Print all the data, keeping every line exactly as it is.
* * * * * * *
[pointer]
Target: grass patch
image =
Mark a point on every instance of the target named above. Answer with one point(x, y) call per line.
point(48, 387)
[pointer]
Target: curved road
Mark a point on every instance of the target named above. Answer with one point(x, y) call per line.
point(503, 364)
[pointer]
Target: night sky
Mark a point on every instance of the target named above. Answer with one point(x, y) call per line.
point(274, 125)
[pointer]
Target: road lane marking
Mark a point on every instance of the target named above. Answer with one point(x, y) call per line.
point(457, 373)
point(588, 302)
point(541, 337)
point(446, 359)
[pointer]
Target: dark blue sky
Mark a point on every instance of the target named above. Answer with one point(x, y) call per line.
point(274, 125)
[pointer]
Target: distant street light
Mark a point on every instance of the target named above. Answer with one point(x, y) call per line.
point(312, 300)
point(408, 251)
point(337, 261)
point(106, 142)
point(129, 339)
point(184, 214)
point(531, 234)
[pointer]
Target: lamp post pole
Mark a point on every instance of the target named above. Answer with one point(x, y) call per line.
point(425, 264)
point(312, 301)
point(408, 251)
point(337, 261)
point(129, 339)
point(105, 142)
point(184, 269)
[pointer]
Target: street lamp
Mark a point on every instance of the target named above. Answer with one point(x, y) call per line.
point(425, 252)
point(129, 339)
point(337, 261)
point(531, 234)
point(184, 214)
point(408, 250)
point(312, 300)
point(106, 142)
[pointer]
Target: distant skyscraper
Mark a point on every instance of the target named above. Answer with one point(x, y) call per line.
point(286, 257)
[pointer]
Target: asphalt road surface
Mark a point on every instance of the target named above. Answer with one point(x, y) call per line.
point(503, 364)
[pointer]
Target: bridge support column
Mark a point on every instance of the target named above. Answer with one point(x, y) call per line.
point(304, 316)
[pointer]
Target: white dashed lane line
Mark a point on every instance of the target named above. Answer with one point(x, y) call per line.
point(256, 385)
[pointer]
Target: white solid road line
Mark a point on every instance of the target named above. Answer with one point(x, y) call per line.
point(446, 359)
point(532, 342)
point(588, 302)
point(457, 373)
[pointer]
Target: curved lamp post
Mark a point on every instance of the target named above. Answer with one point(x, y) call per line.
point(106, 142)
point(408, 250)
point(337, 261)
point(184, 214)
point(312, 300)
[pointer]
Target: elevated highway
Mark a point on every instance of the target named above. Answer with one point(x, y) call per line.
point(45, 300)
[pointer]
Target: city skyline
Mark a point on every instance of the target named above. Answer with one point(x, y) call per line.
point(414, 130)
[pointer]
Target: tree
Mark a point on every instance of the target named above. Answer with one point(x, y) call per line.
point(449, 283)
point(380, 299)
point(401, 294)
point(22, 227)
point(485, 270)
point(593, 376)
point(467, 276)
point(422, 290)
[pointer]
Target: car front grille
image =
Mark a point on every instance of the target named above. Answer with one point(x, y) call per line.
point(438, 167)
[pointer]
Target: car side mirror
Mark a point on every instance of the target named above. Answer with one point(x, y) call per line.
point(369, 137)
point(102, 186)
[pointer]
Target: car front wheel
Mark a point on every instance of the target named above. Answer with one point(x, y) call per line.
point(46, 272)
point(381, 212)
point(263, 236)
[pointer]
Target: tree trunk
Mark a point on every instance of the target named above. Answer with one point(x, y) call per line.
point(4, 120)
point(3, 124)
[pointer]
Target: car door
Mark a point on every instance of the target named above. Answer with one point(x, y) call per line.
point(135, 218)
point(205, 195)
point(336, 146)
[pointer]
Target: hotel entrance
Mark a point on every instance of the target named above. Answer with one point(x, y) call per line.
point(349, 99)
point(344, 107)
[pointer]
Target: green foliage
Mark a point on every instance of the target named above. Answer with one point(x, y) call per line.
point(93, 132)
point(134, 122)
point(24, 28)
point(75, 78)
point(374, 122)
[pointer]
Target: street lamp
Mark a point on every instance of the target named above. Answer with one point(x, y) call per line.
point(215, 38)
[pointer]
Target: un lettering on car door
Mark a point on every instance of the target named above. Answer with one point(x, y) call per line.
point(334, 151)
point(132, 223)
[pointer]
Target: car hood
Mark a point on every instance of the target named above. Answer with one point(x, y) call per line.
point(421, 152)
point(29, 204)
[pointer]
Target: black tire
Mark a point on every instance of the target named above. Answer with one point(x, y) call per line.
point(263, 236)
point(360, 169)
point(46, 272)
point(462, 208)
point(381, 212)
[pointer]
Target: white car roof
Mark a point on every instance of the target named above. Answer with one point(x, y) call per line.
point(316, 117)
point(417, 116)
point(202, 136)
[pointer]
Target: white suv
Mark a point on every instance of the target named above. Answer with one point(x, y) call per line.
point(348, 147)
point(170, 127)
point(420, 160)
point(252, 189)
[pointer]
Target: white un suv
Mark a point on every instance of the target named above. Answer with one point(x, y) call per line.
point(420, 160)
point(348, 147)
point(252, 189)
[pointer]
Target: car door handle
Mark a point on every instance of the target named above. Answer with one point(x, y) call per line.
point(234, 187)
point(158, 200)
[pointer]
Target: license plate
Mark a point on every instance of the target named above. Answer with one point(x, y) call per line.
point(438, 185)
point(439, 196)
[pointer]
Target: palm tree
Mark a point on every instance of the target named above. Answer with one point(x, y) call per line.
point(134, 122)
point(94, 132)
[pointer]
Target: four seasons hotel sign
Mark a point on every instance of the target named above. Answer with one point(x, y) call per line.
* * * * * * *
• [Output for this exercise]:
[pointer]
Target: grass patch
image =
Mark a point on every instance of the target named above. Answer with one point(x, y) call per line.
point(48, 387)
[pointer]
Target: curved road
Mark a point on every instance of the target named above. Answer with one point(x, y) call per line.
point(503, 364)
[pointer]
Target: night sky
Mark a point on every instance of the target named above. Answer with one point(x, y) call per line.
point(274, 125)
[pointer]
Target: road lane marking
Mark a point on every instance of the target named above. Answer with one point(x, y) call per line.
point(457, 373)
point(588, 302)
point(541, 337)
point(446, 359)
[pointer]
Target: dark blue sky
Mark a point on every instance of the target named above. Answer with one point(x, y) call per line.
point(274, 125)
[pointer]
Target: distant street light
Mark a point on every instance of the target named above. Answer with one point(x, y) call per line.
point(312, 300)
point(408, 251)
point(337, 261)
point(106, 142)
point(129, 339)
point(184, 214)
point(531, 234)
[pointer]
Target: lamp post pole
Mark a point on every instance of the target named above. Answer with one point(x, y) call per line.
point(425, 264)
point(312, 301)
point(408, 251)
point(337, 261)
point(129, 339)
point(105, 142)
point(184, 269)
[pointer]
Target: street lamp
Mark a point on every instance of the target named above. Answer with one point(x, y) call per line.
point(425, 252)
point(129, 339)
point(337, 261)
point(531, 234)
point(184, 214)
point(408, 250)
point(312, 300)
point(106, 142)
[pointer]
Target: distant skyscraper
Mark a point on every instance of the target named above. Answer with one point(x, y) call per line.
point(286, 257)
[pointer]
Target: asphalt road surface
Mark a point on every instance of the target named above. Answer with one point(x, y) call per line.
point(503, 364)
[pointer]
Target: bridge support column
Mark a point on every instance of the target named above. Answer with one point(x, y) call per line.
point(304, 316)
[pointer]
Target: white dashed lane line
Mark a point on every instance of the target named above. Answer with one point(x, y) call per line.
point(256, 385)
[pointer]
Target: white solid road line
Mark a point on every instance of the target named above. Answer with one point(x, y) call per line.
point(446, 359)
point(532, 342)
point(588, 302)
point(457, 373)
[pointer]
Target: curved lamp post
Mark a point on every instance of the target named above. Answer with one point(x, y) call per line.
point(106, 142)
point(408, 250)
point(337, 261)
point(184, 214)
point(312, 300)
[pointer]
Target: elevated highway
Mark a point on every instance of the target named above. Answer with one point(x, y) call per line.
point(45, 300)
[pointer]
Target: city skyline
Mark a point on every instance of the target named above. Answer with one point(x, y) call per line.
point(414, 130)
[pointer]
Target: tree
Mark a point on every instance of the target named above. Answer with one point(x, y) call per line.
point(449, 283)
point(380, 299)
point(401, 294)
point(22, 227)
point(485, 270)
point(593, 376)
point(467, 276)
point(422, 290)
[pointer]
Target: car front grille
image =
Mark a point on every instance of the target named above. Answer with one point(x, y) call per line.
point(438, 167)
[pointer]
Target: car side mirror
Mark a point on every instance of the target named above. Answer with one point(x, y) call per line.
point(369, 137)
point(102, 186)
[pointer]
Target: car front wheel
Mark a point on every instance of the target named above. Answer with one point(x, y) call per line.
point(46, 272)
point(381, 212)
point(263, 236)
[pointer]
Target: tree trunk
Mark a point on every instance of the target named above. Answer with one point(x, y) call per line.
point(4, 120)
point(3, 124)
[pointer]
Target: car door
Mark a point on every instance of the target named above. Answer with one point(x, y) call per line.
point(135, 218)
point(205, 195)
point(336, 146)
[pointer]
Target: hotel entrance
Mark a point on every instance of the target named above. Answer with one point(x, y) call per line.
point(349, 99)
point(344, 107)
[pointer]
Target: green foliage
Mark a point on every instance of the target named above. Answer with one point(x, y) call per line.
point(93, 132)
point(134, 122)
point(24, 28)
point(75, 78)
point(374, 122)
[pointer]
Target: street lamp
Mark a point on every instance of the target named above. Answer with one point(x, y) call per line.
point(215, 38)
[pointer]
Target: un lettering on car door
Mark a point on every instance of the target named above. Answer with one point(x, y) call per line.
point(334, 151)
point(132, 223)
[pointer]
Target: car hood
Mark a point on every instance of the target named above. Answer with one point(x, y) call per line.
point(421, 152)
point(29, 204)
[pointer]
Target: black tire
Mark a point on every instance of the target named above. Answer with one point(x, y) call per line.
point(263, 236)
point(360, 169)
point(46, 272)
point(462, 208)
point(381, 212)
[pointer]
Target: white car roof
Mark a point on every instance of the target named above. Answer with one point(x, y) call per line.
point(316, 117)
point(417, 116)
point(202, 136)
[pointer]
Target: white suv
Mark a point on every instance of the target named above. Answer with one point(x, y) call per line.
point(348, 147)
point(170, 127)
point(420, 160)
point(252, 189)
[pointer]
Target: white un suv
Mark a point on every instance of the target named above. Answer with one point(x, y) call per line.
point(420, 160)
point(348, 147)
point(252, 189)
[pointer]
Target: car door handle
Mark a point on every instance of the target named above. Answer with one point(x, y) call per line.
point(234, 187)
point(158, 200)
[pointer]
Target: license plate
Mark a point on every instance of the target named above. Answer with one point(x, y) call per line.
point(438, 185)
point(439, 196)
[pointer]
Target: palm tree
Mark a point on every instance of the target named above. Answer with one point(x, y) call per line.
point(134, 122)
point(94, 132)
[pointer]
Target: four seasons hotel sign
Mark a point on every instance of the target named above. Answer with one point(x, y) call per line.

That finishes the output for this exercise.